• **What this task involves**: Continue the Ohio wind energy press roundup below, starting right after its last sentence.

Elsewhere, concerns among farmers in Illinois and Indiana are in the news as reported here.
(03-10-14) We have three press reports to share today. First is an Editorial from Investor’s Business Daily calling for an end to the Production Tax Credit. It notes how much of the federal subsidy is paid by Ohio taxpayers but is spent in other states.
Next we have a letter to the Editor of the Columbus Dispatch from a Russells Point citizen that eloquently takes issue with last week’s writer who wrote in support of wind energy. We include with the letter the comments that follow. These comments illustrate how dumb(or is it something more sinister?) the Ohio General Assembly’s Cliff Hite-inspired foot dragging looks.
And finally we include an article from Van Wert about Iberdrola’s plans to obliterate what is left of Hoaglin, Jackson, Ridge and northwestern Washington townships. Iberdrola appears to be holding out a threat to Van Wert Commissioners that if tax abatement is not granted, they might choose their Leipsic project instead.

• **Record list**:
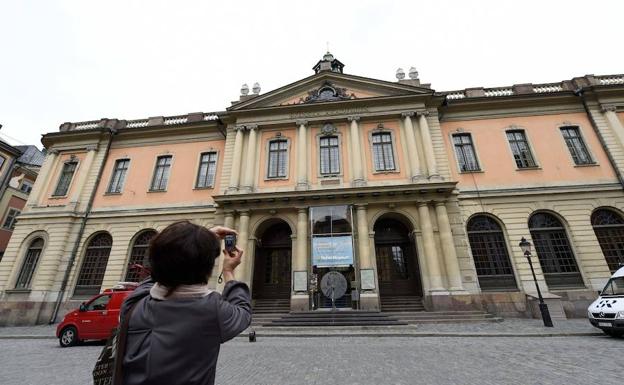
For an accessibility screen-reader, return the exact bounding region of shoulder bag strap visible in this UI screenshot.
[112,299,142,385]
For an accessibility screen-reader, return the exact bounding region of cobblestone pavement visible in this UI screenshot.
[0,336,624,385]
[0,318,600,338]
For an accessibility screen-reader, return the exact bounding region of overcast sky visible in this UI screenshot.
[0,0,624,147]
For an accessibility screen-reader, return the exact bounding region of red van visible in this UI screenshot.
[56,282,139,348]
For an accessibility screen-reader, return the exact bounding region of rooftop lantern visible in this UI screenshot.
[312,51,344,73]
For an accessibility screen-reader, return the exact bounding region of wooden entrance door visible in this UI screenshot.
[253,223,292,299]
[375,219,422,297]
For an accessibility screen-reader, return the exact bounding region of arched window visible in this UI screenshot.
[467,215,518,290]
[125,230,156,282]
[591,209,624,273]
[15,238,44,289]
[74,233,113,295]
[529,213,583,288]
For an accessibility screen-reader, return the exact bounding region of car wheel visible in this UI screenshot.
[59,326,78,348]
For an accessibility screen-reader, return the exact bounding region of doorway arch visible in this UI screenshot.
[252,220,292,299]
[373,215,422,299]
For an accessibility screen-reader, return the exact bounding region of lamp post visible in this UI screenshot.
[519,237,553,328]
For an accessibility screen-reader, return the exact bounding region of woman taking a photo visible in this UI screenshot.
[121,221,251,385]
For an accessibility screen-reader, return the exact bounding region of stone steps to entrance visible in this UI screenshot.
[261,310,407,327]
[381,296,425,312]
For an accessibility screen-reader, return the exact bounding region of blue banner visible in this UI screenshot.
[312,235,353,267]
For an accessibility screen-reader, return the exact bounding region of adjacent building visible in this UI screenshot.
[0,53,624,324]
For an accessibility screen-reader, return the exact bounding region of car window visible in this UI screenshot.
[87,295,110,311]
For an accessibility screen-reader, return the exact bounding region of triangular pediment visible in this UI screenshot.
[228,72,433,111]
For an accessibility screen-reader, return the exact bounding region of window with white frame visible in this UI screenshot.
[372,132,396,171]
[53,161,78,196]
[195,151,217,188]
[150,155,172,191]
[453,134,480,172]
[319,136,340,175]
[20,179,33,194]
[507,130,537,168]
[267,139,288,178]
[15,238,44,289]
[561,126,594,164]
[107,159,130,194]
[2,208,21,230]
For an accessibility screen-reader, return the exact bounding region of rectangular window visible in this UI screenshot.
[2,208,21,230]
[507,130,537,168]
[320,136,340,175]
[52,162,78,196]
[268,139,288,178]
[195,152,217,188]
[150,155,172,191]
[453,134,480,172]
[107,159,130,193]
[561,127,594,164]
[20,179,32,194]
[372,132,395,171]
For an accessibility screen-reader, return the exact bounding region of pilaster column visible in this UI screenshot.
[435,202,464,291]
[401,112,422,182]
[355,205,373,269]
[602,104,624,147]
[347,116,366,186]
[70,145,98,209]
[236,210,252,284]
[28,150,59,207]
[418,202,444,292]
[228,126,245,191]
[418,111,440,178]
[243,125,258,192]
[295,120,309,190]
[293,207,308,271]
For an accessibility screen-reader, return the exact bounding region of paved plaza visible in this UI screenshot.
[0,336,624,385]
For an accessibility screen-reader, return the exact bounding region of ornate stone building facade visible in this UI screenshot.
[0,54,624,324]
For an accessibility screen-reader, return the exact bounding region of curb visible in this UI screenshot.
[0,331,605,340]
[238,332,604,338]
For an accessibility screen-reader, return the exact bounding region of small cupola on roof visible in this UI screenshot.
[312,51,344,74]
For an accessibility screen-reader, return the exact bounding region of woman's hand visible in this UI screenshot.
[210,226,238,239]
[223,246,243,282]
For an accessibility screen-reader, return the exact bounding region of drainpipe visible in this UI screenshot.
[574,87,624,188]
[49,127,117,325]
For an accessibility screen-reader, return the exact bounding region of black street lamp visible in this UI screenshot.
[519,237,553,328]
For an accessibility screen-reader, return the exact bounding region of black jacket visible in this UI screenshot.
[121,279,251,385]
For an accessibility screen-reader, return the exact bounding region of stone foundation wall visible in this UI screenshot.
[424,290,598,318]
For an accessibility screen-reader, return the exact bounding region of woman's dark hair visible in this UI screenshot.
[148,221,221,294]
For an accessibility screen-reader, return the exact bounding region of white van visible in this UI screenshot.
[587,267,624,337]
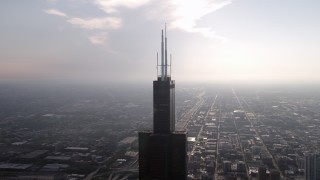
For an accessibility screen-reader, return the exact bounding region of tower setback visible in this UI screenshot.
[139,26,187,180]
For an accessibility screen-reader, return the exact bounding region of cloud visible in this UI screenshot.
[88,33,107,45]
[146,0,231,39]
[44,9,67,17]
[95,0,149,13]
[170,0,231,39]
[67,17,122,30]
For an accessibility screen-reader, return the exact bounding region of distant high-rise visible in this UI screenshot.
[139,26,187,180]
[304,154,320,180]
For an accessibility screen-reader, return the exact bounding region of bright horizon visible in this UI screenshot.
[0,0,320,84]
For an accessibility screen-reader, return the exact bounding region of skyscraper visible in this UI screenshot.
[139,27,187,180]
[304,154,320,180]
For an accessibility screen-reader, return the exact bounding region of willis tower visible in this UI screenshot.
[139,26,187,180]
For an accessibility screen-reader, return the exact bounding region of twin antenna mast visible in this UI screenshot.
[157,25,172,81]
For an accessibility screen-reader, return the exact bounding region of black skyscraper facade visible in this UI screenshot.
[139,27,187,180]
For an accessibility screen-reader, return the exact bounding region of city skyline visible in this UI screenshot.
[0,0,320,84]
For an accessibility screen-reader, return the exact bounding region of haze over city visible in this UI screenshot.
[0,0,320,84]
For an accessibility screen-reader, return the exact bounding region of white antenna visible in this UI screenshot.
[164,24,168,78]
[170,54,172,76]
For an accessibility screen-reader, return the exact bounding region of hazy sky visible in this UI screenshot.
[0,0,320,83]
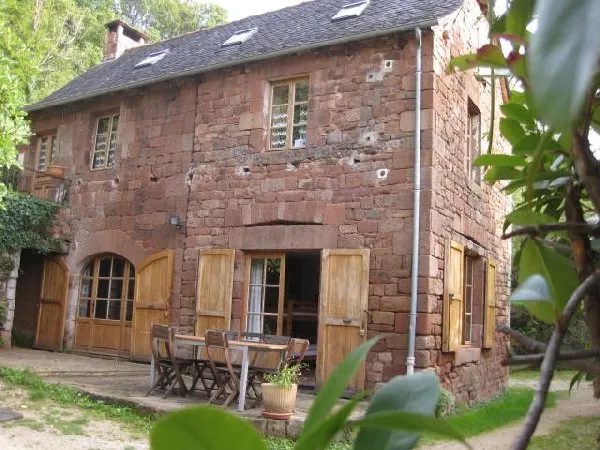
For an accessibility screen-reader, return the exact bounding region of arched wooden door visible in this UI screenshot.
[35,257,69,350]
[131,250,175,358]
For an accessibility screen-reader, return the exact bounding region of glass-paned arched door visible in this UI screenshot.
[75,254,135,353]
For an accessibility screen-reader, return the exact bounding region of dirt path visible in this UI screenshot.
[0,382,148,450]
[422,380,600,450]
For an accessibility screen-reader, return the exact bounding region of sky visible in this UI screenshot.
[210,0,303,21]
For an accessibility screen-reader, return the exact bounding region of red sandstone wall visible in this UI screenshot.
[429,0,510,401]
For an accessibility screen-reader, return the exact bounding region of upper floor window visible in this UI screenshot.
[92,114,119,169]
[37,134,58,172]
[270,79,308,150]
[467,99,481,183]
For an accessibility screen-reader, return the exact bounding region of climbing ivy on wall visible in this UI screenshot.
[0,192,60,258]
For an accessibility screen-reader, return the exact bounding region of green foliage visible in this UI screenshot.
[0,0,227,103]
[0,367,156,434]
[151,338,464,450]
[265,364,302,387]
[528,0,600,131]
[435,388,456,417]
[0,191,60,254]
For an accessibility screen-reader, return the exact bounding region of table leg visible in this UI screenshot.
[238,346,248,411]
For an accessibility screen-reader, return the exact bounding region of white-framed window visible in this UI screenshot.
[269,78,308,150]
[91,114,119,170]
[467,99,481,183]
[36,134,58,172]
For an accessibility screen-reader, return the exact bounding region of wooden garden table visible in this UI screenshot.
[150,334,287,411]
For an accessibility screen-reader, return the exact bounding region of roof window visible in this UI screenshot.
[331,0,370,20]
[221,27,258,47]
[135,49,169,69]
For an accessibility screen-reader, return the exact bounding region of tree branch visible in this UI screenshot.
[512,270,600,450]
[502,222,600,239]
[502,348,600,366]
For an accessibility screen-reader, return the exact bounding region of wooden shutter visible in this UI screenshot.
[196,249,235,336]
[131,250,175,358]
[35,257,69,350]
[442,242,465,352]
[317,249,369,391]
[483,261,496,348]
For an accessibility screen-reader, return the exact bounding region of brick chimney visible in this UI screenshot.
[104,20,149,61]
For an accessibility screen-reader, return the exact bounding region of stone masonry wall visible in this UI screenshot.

• **Answer to the problem**:
We are seeing a ramp up of project activity, perhaps propelled by a threatened phase out of the in-state mandate or perhaps the true end of the PTC. We think local elected officials are waking up to the fact that wind loses in every cost benefit analysis. Granting tax abatement to facilitate a bad deal for taxpayers, ratepayers, industry, property owners and wildlife is poor public policy. We salute all of you who are educating your policy makers, you who are running for office to help tackle the issue at the State level and you, our letter writers and commenters who refuse to let the pro-wind PR machine go unchallenged. Thank you.
(03-05-14) Attached are three draft letters about the PTC.
Please feel free to customize it however you’d like. I do ask, if possible, if you could email me the signed copy or let me know who all signs onto the letter. We are keeping track of how many touches we get into Speaker Boehner, Congressman Tiberi and Senator Portman’s offices. Please let me know if you have any questions and thank you for your help!
My email is linked below.
(03-02-14) We have linked to testimony given this past week by Robert Bryce to the Senate Committee on the Environment and Public Works. It is one of the most compelling and comprehensive reviews of the impact the wind industry is having on the bird and bat populations. Although lengthy, it should be required reading for anyone considering a cost-benefit analysis of wind power.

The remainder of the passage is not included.